### Exercise prompt
Go through the data and copy each line where the string "bare" appears.

### Material provided
----------------------------------------

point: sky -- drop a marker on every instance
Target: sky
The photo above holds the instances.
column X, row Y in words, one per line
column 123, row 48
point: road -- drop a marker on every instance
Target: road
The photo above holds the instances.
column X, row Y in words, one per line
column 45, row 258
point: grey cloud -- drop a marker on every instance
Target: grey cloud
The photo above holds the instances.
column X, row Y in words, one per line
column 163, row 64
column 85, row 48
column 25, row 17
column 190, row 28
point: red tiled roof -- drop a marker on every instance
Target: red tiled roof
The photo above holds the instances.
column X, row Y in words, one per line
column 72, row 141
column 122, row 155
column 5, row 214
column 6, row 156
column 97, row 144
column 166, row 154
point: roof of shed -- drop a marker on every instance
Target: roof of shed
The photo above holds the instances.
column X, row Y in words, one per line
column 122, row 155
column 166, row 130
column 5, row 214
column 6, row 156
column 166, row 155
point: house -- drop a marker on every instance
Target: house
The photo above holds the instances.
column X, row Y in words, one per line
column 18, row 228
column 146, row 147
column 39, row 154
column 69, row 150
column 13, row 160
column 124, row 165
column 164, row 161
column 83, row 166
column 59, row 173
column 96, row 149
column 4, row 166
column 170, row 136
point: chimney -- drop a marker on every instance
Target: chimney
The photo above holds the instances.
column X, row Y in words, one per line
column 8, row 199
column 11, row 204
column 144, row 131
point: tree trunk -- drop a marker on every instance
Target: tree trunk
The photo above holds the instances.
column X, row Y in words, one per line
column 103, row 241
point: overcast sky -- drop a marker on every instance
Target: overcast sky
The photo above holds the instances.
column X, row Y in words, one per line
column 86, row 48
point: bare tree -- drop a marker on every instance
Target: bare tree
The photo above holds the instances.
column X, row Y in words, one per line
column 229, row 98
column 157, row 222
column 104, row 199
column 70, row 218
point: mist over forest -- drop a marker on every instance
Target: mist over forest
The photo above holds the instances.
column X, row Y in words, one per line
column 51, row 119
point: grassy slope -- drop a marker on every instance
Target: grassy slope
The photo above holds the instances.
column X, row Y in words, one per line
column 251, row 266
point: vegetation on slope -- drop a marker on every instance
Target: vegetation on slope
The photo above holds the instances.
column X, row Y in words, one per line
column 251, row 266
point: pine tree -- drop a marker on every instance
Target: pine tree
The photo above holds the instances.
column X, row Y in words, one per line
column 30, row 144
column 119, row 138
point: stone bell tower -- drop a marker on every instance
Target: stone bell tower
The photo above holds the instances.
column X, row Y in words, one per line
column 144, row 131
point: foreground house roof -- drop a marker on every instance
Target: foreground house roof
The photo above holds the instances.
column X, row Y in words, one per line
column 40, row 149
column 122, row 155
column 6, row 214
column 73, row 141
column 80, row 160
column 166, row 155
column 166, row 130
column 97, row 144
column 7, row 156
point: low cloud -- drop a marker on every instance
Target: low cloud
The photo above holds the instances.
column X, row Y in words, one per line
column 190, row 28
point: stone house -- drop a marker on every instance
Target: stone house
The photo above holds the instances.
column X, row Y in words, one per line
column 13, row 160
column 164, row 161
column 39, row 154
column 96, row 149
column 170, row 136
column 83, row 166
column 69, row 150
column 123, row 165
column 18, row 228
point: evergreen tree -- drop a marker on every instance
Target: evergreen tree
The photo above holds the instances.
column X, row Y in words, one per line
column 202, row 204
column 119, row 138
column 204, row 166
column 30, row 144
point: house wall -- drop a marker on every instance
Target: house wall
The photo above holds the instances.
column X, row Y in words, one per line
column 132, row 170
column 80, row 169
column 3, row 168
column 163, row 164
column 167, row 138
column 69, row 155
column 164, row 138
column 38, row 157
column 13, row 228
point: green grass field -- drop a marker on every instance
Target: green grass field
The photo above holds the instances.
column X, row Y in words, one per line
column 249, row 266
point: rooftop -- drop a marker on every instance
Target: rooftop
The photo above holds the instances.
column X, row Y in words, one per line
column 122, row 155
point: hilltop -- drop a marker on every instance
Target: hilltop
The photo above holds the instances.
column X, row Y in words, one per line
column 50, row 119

----------------------------------------

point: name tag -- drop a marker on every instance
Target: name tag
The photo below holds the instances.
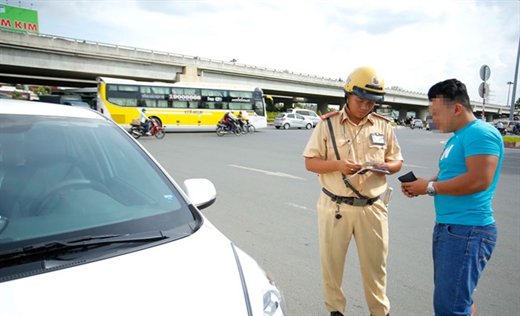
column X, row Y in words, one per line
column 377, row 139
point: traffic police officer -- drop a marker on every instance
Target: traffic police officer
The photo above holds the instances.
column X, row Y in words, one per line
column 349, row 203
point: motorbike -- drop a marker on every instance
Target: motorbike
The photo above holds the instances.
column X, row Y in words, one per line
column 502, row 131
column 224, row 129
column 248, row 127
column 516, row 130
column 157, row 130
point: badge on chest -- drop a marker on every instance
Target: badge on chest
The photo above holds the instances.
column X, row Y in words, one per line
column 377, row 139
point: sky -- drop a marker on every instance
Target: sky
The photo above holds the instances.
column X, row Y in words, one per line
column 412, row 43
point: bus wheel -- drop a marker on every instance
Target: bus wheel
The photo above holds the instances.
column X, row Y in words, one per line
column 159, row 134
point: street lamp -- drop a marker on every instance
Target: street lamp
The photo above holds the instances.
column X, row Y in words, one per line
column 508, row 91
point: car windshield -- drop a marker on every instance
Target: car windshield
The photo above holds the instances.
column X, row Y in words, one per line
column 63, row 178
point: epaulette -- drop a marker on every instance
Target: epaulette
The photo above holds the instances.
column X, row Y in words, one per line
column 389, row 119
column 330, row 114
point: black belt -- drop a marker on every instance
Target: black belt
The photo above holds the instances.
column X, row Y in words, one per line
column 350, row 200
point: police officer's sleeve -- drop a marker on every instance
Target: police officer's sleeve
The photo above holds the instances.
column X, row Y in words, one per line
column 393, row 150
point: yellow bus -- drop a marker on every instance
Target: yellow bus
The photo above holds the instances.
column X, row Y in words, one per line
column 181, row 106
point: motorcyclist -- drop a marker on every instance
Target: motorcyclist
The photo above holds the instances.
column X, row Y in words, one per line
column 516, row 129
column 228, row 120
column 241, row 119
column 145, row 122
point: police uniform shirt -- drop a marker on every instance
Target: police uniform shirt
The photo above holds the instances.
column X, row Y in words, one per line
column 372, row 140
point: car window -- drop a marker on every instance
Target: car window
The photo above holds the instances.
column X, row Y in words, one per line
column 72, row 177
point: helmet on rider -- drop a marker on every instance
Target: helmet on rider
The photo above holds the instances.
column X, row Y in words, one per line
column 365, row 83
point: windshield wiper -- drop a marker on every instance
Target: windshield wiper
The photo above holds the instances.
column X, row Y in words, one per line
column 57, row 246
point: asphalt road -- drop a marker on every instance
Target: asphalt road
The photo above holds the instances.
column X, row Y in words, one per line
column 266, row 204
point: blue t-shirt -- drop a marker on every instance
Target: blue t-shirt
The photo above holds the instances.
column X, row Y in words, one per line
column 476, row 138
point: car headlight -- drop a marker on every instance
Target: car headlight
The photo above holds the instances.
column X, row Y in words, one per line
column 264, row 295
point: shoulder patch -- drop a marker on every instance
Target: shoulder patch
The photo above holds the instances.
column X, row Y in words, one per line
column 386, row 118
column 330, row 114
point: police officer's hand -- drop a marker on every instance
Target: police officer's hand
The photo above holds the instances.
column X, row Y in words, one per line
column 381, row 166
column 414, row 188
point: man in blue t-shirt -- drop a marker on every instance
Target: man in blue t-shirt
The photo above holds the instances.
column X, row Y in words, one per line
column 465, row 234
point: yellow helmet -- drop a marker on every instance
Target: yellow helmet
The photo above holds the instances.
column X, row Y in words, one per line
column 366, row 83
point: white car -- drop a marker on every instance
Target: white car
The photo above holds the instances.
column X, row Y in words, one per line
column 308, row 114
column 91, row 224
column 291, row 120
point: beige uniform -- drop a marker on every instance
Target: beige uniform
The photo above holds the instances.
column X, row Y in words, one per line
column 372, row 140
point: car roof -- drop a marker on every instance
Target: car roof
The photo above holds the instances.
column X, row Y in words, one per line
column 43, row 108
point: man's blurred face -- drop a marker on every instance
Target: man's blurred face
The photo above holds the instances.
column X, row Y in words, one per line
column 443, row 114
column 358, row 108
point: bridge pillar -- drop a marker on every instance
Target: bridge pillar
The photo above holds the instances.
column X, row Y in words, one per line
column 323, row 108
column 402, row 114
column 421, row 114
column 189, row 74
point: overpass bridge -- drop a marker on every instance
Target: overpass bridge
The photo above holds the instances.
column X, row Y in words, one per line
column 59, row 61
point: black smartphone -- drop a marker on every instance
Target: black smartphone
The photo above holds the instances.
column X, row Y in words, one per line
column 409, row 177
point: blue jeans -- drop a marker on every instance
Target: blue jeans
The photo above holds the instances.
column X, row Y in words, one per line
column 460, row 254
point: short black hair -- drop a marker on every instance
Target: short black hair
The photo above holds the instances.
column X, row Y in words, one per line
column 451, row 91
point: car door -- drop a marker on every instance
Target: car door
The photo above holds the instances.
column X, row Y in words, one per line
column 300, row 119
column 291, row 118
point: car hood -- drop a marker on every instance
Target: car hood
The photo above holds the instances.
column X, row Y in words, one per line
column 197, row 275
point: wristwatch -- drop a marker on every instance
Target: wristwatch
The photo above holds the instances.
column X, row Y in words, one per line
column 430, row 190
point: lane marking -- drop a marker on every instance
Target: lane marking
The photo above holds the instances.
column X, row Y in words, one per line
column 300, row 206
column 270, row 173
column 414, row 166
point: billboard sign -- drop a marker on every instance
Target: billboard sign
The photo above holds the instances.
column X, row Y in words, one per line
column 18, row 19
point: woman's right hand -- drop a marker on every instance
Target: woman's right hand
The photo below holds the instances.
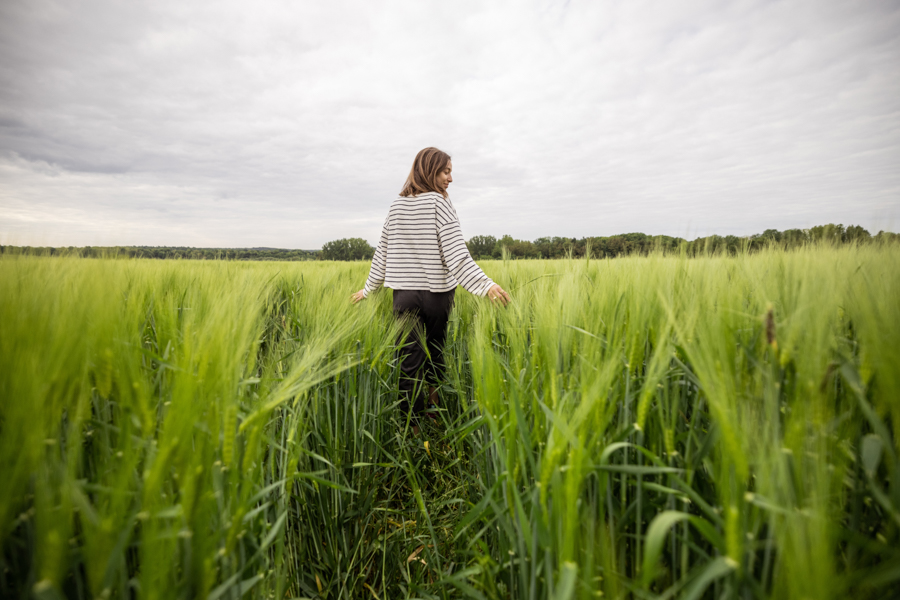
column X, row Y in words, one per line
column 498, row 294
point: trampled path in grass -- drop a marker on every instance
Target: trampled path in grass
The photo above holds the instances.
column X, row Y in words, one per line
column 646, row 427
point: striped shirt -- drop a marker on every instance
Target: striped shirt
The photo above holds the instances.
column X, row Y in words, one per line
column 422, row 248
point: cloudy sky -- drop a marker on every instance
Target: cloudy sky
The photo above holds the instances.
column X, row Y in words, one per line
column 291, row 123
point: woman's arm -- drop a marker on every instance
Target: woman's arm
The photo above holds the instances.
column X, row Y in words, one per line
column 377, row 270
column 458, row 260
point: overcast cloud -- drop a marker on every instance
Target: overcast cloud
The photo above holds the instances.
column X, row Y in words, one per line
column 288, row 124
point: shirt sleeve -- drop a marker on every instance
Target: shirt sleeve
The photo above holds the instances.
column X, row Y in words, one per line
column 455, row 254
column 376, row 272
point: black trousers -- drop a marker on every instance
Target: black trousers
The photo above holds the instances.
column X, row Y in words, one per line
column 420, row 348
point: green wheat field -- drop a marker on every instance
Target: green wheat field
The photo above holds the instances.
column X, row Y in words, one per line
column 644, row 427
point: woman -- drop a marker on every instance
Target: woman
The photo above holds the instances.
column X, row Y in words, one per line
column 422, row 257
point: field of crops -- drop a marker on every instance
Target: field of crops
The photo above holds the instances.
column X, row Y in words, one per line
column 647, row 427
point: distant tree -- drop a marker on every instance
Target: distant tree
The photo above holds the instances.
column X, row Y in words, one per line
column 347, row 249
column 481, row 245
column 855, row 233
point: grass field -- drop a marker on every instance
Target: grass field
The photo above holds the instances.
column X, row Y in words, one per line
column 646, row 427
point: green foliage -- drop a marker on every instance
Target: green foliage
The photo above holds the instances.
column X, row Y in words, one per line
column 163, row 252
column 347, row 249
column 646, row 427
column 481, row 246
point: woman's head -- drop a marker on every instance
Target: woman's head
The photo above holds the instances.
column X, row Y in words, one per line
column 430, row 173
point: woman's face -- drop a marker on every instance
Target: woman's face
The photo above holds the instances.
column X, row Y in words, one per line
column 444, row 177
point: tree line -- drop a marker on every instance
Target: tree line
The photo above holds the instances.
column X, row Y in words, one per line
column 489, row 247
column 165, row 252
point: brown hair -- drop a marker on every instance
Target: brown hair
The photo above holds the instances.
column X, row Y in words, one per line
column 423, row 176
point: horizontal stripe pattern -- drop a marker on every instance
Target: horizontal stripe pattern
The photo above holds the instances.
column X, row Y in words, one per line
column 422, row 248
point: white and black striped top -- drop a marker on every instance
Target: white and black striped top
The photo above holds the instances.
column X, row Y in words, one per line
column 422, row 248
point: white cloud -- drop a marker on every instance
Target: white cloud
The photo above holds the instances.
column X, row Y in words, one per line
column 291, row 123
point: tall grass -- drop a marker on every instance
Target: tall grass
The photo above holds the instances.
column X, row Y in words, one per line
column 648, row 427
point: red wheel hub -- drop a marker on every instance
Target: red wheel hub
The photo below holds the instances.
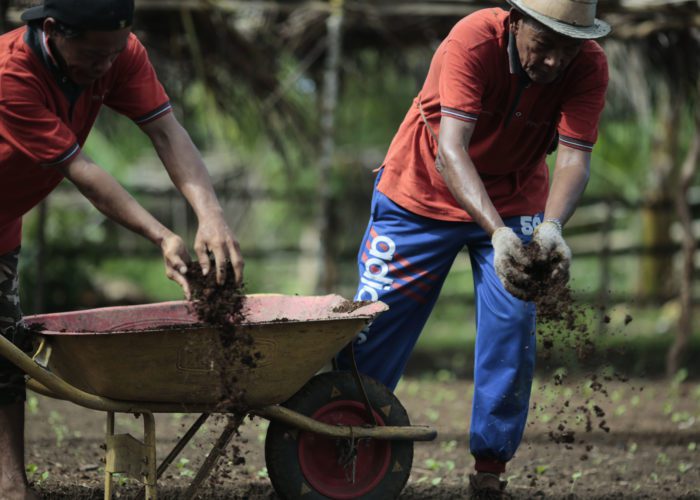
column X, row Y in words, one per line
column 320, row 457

----------------------------------------

### Response to the exercise
point: bare tree -- drop a marker on every instance
Target: bare tree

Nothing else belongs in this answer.